# Rom 13:7 "Honor"



## Scott Bushey (Jul 3, 2005)

Rom 13:7 Then give to all their dues: to the one due tax, the tax; to the one due tribute, the tribute; to the one due fear, the fear; to the one due honor, the honor. 

Would it be a break in the RPW to bring special 'honor' to civil leaders in the Lords day worship service?


----------



## PuritanCovenanter (Jul 3, 2005)

What honor do you believe a politician is due? Do you mean like honor as in honor your Father and Mother? Or do you mean giving them special notice for the work they do?

As far as I am concerned all ground is level at the foot of the Cross. The LORD, the minister, and the Word of the Lord, should be the focus at the assembly. Worship is intended to focus on and praise to God, not man. The Politician can recieve his honor at the greeting door. In my humble opinion

[Edited on 7-3-2005 by puritancovenanter]


----------



## Arch2k (Jul 3, 2005)

My first inclination is to say that it would be a violation of the RPW. Many things are lawful and necessary other times, but not permissible during public worship.

That being said, our church has a prayer of confession, and a prayer of thanksgiving & supplication. If one were to include the civil authorities in that prayer of thanksgiving, I would not consider that a violation...


----------



## Scott Bushey (Jul 3, 2005)

Let me give you a hypothetical:
Would you think of it as a break in the RPW if your church specifically was honoring and _enumerating_ local city officials on the Lords day?


----------



## PuritanCovenanter (Jul 3, 2005)

Are you making mention of a situation like this?

We would like to give a welcome to our visitors and to Congressman so and so for coming to worship with us this morning. 

Aye?

I don't see a problem with this.


----------



## Scott Bushey (Jul 3, 2005)

> _Originally posted by puritancovenanter_
> Are you making mention of a situation like this?
> 
> We would like to give a welcome to our visitors and to Congressman so and so for coming to worship with us this morning.
> ...



Randy,
I specifically said, _enumerating_ and _honoring_. This means, naming them one by one, and then (even) inviting them up to the pulpit to speak.

Welcoming them is fine. What I am concerned about are churches that take it a step further and include them in the worship service.


----------



## PuritanCovenanter (Jul 3, 2005)

Sorry Scott.

I didn't know what you meant by enumerating and honoring. I didn't realize it meant to bring them up and to let them speak.

Answer..... *NO WAY!*

Where did you see that happen?


----------



## Scott Bushey (Jul 3, 2005)

> _Originally posted by puritancovenanter_
> Sorry Scott.
> 
> I didn't know what you meant by enumerating and honoring. I didn't realize it meant to bring them up and to let them speak.
> ...



No need to apologize Randy. Sorry if I came across curt. I'm just trying to pick everyone's brain as I was meditating upon this passage. In light of honoring our civil leaders, would it be a break in the RPW to honor them on the Lords day and in the worship service........In other words, I understand we are to honor them, however, wouldn't it nbe dishonoring to God to honor them in a worship service where we are supoosed to lift Christ?

# PARTS OF THE EXERCISE
1. In the forum thread on Romans 13:7, what does Scott Bushey say he means by "enumerating" and "honoring" civil officials?
2. Copy the forum thread on Romans 13:7 between "What honor do" and "work they do?", inclusive.

# ITEMS
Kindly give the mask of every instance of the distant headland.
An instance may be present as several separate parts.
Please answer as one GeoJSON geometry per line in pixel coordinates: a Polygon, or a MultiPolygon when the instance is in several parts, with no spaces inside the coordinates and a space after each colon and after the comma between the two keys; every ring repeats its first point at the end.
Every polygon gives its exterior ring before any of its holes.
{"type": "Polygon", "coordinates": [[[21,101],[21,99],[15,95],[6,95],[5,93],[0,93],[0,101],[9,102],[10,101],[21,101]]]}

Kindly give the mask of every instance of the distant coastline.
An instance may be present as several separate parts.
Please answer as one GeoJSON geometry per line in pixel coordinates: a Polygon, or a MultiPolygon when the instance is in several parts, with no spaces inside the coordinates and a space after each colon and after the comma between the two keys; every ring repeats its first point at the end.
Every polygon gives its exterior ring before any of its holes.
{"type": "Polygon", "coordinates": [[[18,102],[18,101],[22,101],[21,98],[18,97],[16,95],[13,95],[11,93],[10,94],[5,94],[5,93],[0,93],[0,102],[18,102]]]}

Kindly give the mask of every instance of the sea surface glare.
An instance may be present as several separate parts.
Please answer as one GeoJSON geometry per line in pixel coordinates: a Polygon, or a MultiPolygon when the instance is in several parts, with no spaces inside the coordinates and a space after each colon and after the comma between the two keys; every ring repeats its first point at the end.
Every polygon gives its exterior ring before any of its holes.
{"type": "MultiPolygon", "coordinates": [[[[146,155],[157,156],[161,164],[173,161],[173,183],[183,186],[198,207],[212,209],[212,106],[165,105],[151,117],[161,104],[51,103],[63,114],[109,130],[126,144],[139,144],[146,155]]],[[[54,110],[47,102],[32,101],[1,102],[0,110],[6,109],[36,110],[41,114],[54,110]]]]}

# SOLUTION LIST
1. Naming them one by one, and then even inviting them up to the pulpit to speak.

2.
What honor do you believe a politician is due? Do you mean like honor as in honor your Father and Mother? Or do you mean giving them special notice for the work they do?